>> begin PROVIDED DATA

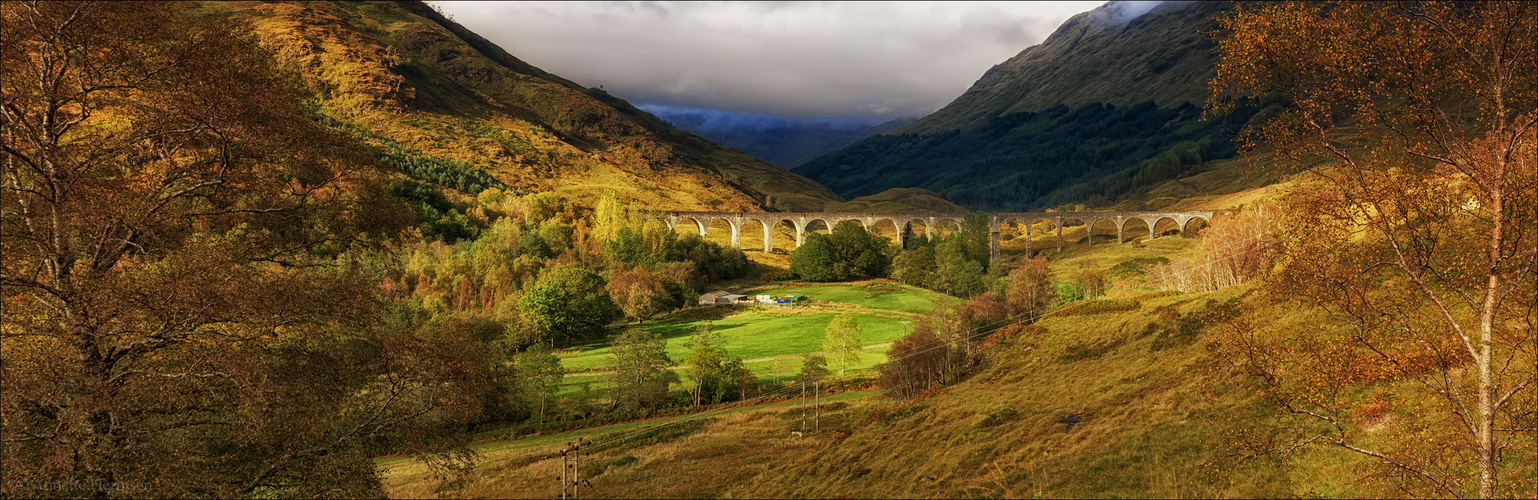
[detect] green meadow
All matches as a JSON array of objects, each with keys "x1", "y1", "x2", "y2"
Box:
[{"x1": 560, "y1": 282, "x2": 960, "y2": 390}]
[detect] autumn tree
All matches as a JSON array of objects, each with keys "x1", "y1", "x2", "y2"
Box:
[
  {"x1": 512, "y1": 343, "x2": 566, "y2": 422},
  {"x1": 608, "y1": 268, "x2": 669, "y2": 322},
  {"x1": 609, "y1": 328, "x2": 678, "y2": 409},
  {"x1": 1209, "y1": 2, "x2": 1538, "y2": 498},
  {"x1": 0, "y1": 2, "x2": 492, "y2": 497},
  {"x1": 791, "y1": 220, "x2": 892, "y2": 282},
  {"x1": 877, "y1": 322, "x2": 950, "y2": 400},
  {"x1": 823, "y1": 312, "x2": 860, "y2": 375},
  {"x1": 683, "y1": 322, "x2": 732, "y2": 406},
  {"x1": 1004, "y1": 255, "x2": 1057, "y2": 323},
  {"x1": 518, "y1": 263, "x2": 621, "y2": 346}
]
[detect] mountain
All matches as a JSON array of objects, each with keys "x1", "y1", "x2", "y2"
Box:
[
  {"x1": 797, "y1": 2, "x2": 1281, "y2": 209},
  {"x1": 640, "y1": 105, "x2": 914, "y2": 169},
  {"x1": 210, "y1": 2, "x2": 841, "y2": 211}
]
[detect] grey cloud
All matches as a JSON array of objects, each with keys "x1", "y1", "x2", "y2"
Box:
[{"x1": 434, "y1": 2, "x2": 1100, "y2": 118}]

>> end PROVIDED DATA
>> begin PROVIDED DATA

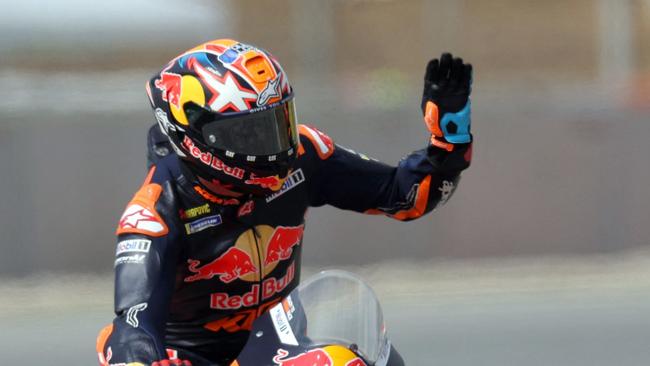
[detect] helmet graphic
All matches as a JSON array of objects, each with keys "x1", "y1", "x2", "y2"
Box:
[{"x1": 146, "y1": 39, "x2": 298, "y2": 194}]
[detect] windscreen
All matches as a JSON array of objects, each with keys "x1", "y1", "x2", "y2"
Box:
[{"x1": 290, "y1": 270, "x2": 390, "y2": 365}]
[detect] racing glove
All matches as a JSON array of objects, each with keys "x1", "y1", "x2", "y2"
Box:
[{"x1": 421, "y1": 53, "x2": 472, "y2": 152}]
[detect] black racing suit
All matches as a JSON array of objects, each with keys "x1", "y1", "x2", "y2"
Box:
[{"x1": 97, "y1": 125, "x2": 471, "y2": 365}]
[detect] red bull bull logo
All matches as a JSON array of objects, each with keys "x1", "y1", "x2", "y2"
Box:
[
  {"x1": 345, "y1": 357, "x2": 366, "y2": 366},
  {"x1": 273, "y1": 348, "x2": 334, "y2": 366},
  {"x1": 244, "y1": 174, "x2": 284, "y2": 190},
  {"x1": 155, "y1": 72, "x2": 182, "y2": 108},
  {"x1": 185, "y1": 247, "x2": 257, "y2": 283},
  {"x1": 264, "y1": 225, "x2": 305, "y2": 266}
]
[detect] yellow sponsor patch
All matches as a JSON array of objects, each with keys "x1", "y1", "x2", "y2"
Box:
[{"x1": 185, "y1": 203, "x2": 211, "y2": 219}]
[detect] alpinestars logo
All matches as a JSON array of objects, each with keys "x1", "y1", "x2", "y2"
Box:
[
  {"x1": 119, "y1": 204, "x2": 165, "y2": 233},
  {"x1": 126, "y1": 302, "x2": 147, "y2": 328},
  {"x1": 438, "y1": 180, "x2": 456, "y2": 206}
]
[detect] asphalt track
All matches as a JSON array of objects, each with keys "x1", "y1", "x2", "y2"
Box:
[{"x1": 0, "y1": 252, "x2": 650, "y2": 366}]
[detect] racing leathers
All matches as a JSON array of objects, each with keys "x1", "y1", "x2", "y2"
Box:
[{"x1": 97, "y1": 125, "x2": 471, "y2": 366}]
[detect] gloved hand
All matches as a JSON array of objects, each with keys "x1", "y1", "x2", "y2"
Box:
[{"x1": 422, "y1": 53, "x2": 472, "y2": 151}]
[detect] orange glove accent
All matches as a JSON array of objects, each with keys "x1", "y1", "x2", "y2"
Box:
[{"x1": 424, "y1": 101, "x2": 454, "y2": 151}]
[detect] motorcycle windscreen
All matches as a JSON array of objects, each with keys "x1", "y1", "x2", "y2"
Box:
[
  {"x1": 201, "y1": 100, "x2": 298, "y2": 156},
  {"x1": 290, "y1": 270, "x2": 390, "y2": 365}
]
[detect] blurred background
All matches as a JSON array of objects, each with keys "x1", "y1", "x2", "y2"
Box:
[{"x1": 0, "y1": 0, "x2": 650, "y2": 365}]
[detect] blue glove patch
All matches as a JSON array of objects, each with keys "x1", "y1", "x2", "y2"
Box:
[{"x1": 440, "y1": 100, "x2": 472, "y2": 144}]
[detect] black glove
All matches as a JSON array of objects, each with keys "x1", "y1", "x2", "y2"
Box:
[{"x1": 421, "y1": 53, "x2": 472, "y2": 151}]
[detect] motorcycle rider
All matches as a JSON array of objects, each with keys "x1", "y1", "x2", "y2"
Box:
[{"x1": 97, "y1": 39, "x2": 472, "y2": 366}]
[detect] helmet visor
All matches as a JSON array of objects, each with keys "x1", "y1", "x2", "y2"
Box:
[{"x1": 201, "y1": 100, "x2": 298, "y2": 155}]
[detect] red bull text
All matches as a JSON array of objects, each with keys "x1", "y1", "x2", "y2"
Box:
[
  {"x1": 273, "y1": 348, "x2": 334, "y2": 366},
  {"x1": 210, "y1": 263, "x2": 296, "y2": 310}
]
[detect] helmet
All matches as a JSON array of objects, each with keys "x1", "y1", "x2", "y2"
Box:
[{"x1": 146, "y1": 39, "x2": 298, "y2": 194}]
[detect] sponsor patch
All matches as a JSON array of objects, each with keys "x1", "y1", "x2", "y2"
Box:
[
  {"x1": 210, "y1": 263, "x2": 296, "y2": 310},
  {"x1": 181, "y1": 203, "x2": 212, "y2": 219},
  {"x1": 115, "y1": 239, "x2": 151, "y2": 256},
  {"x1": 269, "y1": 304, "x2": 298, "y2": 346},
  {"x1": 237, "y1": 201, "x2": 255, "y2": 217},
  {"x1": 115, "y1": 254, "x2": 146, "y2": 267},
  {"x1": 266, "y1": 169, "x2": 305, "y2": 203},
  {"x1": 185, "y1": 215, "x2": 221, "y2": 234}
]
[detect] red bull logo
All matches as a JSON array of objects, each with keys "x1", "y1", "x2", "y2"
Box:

>> end PROVIDED DATA

### PROMPT
Return each line in the material above that contains the word "black", copied unchanged.

### CORRECT ANSWER
[detect] black racing suit
[detect] black glove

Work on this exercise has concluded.